-- Brief --
Give back, unchanged, each line from the one containing "Please place a dot on the eyeglasses, one" through the last line of the entries below.

-- Dataset rows on where objects appear --
====

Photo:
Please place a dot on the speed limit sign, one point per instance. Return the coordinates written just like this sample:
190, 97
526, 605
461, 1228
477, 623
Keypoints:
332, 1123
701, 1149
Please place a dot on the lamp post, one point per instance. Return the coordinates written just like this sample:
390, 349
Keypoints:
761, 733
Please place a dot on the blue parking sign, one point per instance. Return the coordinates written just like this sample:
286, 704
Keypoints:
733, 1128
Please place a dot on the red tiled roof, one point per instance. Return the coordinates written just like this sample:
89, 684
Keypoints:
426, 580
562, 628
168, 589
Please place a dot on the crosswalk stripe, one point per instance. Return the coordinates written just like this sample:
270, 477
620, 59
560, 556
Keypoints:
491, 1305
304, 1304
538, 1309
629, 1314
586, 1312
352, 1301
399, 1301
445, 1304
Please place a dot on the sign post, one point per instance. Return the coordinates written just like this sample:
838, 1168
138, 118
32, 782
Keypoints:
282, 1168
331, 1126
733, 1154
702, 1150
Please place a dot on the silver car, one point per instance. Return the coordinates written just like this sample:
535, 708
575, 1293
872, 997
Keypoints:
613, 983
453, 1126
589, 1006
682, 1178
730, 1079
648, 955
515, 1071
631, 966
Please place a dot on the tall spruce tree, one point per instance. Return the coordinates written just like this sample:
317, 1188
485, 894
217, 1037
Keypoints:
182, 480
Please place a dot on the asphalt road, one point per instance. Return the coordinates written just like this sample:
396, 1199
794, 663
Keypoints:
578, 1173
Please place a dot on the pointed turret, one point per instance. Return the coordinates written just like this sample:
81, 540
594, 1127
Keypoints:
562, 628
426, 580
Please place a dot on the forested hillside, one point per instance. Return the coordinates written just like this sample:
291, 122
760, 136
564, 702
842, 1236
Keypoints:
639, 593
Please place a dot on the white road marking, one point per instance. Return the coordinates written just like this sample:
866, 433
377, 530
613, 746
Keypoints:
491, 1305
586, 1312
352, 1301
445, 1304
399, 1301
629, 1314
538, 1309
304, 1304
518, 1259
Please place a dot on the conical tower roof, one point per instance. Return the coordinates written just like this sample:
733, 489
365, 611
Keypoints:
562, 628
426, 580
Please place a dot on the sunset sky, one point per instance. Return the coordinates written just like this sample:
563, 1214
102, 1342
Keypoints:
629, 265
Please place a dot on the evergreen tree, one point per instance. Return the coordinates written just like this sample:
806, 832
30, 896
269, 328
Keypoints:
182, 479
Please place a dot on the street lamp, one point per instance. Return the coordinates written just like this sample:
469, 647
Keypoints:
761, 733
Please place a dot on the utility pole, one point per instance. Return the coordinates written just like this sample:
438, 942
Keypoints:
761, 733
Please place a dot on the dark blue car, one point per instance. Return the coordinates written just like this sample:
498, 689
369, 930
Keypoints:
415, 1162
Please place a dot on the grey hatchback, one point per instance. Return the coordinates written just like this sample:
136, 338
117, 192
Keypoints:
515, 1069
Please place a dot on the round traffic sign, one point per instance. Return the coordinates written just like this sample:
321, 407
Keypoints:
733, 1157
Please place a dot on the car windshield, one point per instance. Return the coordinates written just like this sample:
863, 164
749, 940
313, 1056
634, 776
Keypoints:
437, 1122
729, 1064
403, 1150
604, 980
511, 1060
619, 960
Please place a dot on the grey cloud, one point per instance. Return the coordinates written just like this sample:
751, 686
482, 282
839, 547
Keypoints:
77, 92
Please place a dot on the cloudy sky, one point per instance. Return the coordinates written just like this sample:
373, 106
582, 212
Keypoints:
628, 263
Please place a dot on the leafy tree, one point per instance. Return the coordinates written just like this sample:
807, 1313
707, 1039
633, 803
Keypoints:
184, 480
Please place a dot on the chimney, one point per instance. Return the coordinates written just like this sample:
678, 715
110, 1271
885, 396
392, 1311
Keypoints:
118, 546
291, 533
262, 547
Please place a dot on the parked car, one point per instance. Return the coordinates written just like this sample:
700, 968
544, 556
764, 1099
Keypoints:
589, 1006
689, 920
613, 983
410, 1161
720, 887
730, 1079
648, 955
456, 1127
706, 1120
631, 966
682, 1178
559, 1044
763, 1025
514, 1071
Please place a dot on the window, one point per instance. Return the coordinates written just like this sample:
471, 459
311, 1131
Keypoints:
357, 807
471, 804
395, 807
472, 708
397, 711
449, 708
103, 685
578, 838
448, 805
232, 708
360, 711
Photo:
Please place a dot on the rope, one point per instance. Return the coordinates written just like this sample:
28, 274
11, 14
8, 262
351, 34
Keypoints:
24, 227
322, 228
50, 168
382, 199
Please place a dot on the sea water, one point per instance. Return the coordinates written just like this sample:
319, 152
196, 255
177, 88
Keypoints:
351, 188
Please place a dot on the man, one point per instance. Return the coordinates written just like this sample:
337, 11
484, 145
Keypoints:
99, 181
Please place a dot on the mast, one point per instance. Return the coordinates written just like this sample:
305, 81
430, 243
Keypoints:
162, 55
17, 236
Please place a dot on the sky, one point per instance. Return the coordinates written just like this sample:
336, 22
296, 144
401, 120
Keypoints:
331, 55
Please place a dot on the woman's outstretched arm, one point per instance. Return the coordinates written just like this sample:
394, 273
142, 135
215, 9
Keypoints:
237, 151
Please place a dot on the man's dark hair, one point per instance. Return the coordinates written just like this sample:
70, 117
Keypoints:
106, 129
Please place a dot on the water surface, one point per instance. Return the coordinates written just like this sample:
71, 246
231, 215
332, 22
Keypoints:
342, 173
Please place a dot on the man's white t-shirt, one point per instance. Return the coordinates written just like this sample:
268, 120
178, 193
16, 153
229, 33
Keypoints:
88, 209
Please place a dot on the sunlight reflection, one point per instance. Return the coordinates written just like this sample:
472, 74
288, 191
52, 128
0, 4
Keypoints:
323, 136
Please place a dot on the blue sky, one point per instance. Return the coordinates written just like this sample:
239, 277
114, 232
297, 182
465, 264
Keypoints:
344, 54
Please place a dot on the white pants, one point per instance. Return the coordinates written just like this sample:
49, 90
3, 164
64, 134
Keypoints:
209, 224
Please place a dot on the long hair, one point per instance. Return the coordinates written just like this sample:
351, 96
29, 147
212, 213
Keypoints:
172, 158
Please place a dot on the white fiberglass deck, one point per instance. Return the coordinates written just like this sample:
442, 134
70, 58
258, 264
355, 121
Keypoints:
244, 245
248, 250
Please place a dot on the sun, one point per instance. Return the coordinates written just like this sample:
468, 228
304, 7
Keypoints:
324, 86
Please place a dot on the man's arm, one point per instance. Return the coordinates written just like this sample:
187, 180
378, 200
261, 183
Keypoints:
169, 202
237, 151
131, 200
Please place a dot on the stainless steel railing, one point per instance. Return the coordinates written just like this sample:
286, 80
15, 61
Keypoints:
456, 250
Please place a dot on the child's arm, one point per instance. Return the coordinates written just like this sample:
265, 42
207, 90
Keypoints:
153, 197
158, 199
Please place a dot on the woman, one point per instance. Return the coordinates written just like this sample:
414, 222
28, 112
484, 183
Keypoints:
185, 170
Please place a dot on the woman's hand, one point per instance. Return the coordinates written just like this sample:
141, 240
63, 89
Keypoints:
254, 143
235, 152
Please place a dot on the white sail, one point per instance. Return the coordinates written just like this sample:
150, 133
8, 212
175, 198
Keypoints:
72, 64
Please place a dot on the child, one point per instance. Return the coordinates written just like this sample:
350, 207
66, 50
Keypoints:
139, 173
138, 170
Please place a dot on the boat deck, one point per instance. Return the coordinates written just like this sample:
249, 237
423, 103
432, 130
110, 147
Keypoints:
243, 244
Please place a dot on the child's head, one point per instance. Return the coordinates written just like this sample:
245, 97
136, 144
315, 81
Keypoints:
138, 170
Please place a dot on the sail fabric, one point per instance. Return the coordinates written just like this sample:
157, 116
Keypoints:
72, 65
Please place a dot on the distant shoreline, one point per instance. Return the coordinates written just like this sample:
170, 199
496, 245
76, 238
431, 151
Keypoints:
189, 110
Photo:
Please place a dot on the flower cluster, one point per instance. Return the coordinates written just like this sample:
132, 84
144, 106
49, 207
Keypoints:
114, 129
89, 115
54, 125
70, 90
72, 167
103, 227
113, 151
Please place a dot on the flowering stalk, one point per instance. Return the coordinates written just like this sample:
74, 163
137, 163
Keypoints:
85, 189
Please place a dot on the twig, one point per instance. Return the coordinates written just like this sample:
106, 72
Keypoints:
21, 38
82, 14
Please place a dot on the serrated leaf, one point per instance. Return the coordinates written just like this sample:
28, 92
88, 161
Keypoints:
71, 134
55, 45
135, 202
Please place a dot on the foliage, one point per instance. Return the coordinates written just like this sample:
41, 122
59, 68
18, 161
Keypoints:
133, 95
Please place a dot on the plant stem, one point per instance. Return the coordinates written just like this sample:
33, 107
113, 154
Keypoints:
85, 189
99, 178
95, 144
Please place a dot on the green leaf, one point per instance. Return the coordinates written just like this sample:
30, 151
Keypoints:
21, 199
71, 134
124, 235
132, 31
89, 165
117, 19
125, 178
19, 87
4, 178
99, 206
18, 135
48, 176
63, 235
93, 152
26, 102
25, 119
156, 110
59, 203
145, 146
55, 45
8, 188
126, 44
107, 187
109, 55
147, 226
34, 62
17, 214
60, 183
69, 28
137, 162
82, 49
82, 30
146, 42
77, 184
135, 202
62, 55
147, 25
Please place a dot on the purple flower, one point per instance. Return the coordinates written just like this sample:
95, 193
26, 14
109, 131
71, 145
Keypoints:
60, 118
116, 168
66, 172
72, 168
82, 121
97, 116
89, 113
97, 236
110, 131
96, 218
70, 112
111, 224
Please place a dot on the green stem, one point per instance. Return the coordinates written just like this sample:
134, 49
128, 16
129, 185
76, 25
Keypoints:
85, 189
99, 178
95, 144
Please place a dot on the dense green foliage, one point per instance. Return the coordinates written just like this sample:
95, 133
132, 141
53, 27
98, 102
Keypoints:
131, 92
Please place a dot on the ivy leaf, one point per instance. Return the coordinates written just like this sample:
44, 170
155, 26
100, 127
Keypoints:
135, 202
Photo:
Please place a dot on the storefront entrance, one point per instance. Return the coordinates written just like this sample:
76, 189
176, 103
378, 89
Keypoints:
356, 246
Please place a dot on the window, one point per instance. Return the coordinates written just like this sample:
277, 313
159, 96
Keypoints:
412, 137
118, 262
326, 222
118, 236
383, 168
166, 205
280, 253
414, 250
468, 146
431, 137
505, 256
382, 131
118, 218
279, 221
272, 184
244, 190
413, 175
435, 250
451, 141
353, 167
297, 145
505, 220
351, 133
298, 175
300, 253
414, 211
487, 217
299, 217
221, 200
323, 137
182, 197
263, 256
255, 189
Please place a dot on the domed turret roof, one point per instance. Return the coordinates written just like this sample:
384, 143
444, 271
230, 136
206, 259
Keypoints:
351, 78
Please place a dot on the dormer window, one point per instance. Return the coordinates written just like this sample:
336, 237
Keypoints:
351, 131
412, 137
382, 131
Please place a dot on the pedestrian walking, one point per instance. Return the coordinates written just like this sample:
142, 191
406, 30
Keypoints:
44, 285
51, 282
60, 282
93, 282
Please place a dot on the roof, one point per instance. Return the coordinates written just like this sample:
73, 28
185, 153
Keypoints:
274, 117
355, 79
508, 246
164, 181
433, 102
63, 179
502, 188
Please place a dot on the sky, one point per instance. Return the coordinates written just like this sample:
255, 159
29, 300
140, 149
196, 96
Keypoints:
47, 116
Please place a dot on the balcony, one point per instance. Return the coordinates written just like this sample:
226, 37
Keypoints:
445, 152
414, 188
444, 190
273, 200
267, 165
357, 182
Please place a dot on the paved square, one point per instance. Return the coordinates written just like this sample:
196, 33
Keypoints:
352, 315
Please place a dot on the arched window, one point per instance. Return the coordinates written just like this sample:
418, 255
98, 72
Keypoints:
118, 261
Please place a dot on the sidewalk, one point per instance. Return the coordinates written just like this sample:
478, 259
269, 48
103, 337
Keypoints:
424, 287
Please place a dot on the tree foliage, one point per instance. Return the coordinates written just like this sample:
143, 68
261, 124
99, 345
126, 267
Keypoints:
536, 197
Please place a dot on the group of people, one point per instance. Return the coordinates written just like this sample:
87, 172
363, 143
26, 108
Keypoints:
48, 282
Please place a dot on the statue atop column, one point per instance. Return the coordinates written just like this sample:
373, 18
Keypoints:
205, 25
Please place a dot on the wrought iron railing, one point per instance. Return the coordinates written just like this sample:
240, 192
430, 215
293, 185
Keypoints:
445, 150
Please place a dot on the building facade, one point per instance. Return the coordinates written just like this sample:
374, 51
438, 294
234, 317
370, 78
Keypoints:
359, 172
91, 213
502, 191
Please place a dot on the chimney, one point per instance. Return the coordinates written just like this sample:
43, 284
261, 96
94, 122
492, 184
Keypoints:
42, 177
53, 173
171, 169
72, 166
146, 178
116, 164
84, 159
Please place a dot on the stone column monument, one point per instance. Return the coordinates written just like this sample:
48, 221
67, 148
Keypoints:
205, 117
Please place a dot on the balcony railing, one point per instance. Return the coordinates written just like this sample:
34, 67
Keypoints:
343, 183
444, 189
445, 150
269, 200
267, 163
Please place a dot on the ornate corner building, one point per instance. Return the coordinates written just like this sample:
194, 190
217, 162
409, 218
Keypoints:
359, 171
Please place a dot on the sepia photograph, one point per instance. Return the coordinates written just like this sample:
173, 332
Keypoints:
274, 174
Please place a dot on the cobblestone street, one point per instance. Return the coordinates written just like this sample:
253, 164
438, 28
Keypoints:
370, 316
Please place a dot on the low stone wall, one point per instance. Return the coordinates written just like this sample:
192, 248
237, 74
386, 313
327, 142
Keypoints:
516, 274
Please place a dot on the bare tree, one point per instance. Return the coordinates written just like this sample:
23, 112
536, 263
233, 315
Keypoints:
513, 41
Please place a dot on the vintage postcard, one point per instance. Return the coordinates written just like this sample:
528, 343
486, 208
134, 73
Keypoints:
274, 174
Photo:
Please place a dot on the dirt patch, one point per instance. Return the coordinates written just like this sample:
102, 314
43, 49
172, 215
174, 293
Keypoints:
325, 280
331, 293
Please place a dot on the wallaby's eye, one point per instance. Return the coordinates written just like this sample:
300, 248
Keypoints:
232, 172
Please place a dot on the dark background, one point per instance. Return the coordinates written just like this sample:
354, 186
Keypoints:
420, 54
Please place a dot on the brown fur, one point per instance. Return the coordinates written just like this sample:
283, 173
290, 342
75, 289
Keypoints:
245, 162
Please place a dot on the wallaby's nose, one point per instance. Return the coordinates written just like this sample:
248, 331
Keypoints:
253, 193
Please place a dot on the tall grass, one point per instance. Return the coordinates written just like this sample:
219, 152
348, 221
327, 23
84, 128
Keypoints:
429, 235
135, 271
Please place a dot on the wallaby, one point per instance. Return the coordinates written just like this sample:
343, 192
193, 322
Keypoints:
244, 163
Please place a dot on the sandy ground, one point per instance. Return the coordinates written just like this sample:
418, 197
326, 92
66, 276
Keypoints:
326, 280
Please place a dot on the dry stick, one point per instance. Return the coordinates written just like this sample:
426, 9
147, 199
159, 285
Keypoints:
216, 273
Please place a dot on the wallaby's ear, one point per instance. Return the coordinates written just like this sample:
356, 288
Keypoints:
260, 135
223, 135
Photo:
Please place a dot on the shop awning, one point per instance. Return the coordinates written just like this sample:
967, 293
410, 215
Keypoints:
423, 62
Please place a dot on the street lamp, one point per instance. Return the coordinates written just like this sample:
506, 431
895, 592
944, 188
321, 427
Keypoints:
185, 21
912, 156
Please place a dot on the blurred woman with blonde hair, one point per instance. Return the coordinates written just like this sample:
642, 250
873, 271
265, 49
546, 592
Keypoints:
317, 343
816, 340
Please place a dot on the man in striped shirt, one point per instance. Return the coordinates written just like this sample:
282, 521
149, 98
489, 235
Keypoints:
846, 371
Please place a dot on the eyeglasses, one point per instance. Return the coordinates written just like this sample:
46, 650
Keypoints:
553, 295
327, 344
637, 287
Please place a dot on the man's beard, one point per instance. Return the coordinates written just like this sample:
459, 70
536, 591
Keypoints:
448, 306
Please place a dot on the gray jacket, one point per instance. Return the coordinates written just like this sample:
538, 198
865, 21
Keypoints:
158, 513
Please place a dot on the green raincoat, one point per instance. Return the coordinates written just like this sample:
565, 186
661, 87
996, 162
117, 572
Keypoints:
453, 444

====

-- Output for this task --
Please place a dot on the eyeglasses, one point per instance. Return the coordinates written just like this sample:
46, 650
Keypoints:
553, 295
327, 344
637, 287
Please place a dot on the man's beard, one point per instance. Return the coordinates written just like this sample:
459, 70
536, 591
Keypoints:
448, 306
Please place a dot on the gray jacket, one point per instance. Return the coordinates written just like this sample:
538, 198
865, 21
Keypoints:
158, 513
Please place a dot on the green raincoat, one point per instance. Return the coordinates written just like this sample:
565, 186
661, 87
996, 162
117, 572
Keypoints:
453, 444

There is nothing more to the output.